[Items listed in a dataset]
• • • •

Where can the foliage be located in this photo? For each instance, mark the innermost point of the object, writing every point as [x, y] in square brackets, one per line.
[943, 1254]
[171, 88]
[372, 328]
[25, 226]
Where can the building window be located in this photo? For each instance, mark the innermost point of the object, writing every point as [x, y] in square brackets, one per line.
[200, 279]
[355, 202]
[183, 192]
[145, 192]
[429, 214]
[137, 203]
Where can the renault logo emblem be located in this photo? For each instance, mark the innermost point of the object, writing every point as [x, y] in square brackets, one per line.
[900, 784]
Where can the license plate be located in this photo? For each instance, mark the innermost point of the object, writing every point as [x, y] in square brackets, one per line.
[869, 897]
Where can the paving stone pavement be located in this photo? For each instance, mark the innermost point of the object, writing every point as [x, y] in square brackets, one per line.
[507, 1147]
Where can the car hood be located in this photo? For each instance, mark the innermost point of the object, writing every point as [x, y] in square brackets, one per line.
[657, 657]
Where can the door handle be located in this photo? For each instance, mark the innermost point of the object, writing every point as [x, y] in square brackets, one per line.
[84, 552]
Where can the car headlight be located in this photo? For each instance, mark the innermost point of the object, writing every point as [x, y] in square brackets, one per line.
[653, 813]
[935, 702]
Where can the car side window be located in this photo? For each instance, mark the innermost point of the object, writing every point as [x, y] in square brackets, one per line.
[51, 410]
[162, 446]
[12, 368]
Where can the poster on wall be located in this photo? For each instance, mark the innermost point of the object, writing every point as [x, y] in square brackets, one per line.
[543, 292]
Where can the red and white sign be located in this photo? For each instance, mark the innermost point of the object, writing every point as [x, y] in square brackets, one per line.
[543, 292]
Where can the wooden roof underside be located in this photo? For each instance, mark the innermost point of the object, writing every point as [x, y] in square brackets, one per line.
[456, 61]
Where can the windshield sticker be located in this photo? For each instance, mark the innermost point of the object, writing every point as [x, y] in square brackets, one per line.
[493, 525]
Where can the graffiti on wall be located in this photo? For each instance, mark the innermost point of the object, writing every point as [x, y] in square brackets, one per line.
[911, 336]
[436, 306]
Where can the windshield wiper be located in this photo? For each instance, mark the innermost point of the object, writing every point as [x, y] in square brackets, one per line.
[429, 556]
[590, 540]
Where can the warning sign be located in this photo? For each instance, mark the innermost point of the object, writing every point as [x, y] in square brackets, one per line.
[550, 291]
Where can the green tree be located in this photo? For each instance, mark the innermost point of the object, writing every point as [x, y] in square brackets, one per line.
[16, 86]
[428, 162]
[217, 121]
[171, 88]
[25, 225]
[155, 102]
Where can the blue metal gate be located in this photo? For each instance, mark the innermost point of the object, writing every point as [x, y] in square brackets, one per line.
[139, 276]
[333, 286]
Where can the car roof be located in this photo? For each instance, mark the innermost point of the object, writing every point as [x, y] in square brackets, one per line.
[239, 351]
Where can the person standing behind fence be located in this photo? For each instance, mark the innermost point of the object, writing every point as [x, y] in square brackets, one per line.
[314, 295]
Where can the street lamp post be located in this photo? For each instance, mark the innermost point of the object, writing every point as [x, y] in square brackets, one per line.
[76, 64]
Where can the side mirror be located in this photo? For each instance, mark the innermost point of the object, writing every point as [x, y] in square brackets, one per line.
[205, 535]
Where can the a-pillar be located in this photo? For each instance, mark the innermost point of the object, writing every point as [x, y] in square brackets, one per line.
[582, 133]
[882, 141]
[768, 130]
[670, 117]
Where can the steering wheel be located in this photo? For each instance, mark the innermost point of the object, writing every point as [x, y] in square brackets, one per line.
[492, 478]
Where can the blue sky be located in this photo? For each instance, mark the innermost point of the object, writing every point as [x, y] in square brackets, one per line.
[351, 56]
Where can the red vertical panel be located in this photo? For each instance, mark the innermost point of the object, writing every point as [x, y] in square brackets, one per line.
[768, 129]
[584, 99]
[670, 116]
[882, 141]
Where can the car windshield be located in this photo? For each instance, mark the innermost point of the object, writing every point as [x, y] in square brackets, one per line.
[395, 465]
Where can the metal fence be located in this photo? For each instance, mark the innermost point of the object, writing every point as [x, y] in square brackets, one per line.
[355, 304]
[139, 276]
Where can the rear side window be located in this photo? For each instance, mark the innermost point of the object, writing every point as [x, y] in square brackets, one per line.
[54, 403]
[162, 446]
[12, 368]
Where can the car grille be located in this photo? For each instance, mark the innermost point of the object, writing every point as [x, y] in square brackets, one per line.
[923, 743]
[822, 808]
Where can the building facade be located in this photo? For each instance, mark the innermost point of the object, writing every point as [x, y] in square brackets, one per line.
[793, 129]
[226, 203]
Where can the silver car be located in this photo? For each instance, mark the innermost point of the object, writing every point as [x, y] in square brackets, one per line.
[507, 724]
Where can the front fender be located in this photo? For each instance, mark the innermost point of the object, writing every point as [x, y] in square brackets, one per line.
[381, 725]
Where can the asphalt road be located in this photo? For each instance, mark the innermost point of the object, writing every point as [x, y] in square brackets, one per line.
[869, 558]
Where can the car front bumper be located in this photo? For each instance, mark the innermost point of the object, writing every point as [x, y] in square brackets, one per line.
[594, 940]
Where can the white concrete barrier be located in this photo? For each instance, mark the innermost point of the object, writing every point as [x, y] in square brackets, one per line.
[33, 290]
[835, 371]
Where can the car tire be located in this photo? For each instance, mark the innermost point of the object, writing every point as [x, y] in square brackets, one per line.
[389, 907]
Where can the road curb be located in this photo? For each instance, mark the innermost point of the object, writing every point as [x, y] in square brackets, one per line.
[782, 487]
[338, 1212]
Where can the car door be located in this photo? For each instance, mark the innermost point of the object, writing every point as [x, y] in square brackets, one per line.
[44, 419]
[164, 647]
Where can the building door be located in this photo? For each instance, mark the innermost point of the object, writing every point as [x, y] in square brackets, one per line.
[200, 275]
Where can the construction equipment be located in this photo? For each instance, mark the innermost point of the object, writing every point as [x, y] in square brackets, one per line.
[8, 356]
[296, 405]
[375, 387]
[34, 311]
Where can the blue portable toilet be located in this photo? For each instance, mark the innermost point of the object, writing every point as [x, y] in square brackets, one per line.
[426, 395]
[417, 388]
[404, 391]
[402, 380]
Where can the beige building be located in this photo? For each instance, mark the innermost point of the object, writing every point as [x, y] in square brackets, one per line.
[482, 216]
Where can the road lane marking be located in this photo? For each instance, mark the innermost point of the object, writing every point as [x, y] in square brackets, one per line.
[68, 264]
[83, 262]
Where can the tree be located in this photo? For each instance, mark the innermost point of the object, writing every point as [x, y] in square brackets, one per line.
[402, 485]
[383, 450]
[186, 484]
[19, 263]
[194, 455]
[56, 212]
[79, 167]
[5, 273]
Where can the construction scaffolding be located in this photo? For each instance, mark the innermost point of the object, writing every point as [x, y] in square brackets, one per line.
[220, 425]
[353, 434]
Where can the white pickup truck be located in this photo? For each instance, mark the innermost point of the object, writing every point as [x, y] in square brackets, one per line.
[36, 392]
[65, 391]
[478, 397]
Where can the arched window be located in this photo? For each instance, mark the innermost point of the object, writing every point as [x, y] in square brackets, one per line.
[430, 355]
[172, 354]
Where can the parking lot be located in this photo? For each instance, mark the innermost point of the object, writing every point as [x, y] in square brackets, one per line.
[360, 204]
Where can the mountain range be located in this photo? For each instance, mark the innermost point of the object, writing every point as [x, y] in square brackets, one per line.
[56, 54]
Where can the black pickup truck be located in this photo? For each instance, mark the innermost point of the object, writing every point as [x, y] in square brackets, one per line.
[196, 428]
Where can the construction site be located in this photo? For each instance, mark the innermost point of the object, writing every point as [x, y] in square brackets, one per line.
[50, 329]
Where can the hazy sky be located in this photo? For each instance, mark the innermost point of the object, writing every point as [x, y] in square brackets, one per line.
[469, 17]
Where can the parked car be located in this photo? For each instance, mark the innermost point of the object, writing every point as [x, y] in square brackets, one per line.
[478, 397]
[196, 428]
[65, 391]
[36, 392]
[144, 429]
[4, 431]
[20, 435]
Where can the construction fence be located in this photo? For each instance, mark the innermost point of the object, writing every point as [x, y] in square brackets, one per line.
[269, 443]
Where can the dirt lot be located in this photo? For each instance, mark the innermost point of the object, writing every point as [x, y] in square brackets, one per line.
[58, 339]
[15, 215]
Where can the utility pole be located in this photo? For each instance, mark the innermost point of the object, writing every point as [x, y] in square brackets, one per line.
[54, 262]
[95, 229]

• • • •

#### Work instruction
Nothing but the lines from the one with "Where can the black" through the final line of the records above should appear, each copied exactly.

#### Finished task
Where can the black pickup truck be located in this photo? For each instance, mark the innermost point of the object, writing every point as [x, y] in square brackets, one per line.
[196, 428]
Where can the construction site be located in this photo? For each instance, mark the innermost point of the object, writing every point as [x, y] in square brackets, one per line.
[50, 329]
Where can the hazy sky be located in this photo? For each instance, mark the innermost point of the object, writing every point as [x, y] in square brackets, one per line.
[469, 17]
Where can the parked car be located in this photo? For each instance, mark the innermost point of the object, writing every point as [x, y] in square brackets, one per line.
[478, 397]
[196, 428]
[65, 391]
[36, 392]
[144, 429]
[4, 431]
[20, 435]
Where can the construction fence be located in this photo? For each instance, mark the innermost point of the object, writing every point as [x, y] in square brackets, one per line.
[269, 443]
Where can the dirt lot be located in this photo? For each instance, mark the innermost point of the object, writing every point as [x, y] in square brackets, one per line.
[58, 339]
[15, 215]
Where can the utility pole be located in this photo? For each instance, mark the innermost point of the object, writing every point as [x, y] in square brackets, one per line.
[54, 262]
[95, 229]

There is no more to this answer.